• _Extracted records_
— BEGIN —
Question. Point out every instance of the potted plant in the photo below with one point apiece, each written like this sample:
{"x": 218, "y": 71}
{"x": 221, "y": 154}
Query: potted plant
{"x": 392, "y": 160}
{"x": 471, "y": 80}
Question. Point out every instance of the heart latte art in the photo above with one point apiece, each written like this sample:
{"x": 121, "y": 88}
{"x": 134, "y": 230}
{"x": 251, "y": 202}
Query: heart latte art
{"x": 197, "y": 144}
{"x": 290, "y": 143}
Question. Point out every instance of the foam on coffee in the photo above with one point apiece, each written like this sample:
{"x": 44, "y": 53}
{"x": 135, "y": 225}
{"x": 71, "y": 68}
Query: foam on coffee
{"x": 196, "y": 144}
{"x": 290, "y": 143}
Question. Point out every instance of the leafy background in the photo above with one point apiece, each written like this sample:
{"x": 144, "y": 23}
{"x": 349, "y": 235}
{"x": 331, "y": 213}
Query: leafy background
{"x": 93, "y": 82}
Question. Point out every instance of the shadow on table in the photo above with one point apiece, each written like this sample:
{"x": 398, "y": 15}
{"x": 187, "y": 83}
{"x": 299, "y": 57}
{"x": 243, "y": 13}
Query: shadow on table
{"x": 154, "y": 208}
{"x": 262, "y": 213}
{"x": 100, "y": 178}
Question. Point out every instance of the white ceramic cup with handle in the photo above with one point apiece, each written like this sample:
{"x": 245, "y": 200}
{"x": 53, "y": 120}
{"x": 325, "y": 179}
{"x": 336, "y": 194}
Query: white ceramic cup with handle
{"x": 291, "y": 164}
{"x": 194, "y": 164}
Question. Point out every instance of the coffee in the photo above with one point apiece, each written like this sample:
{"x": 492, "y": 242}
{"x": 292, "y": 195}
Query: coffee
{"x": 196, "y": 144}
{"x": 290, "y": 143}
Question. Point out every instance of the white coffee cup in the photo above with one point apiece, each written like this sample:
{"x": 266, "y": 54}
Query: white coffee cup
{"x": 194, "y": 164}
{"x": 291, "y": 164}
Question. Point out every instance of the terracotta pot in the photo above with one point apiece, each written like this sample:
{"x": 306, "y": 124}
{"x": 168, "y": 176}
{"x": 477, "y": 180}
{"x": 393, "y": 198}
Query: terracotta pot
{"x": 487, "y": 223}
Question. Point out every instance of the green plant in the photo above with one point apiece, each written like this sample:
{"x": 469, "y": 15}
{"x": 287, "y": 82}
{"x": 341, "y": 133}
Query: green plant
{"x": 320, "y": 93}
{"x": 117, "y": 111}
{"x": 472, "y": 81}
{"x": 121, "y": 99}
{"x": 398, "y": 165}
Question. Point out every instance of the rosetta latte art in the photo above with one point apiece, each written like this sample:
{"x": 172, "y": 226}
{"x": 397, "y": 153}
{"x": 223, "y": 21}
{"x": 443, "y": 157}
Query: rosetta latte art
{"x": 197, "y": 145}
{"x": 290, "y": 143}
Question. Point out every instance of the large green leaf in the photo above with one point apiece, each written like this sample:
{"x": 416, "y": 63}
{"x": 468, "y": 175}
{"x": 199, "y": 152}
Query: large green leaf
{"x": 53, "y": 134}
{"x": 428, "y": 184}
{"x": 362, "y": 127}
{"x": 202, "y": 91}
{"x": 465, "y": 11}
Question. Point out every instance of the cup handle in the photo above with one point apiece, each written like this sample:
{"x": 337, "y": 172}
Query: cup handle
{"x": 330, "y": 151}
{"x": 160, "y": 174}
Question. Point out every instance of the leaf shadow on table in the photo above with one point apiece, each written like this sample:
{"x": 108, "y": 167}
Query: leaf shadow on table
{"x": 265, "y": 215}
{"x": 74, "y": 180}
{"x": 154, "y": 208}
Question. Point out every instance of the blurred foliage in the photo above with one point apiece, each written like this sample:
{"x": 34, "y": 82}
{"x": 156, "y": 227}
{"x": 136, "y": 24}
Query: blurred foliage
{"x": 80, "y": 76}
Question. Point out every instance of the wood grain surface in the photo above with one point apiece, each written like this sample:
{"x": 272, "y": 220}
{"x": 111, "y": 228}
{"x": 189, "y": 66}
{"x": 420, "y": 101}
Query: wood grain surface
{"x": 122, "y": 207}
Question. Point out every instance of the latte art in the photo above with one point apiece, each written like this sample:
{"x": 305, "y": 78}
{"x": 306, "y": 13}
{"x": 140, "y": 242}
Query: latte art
— END —
• _Goal_
In the listing above, find the line containing "Question. Point out every instance of the blurred" and please quote exactly that line through the last one, and no other lines.

• _Output for this task_
Question. Point out every instance of the blurred foliage in the photo above with one point apiece, each written like this sample:
{"x": 34, "y": 82}
{"x": 156, "y": 227}
{"x": 136, "y": 24}
Query: blurred foliage
{"x": 80, "y": 76}
Question. Point out every instance of the wood grain surface in the photo above with one point apiece, each written like this sample:
{"x": 272, "y": 220}
{"x": 111, "y": 228}
{"x": 189, "y": 66}
{"x": 420, "y": 101}
Query: wood grain surface
{"x": 122, "y": 207}
Question. Point out every instance of the latte art in the photo above with one point apiece, each written like this sample:
{"x": 305, "y": 78}
{"x": 306, "y": 13}
{"x": 140, "y": 242}
Query: latte art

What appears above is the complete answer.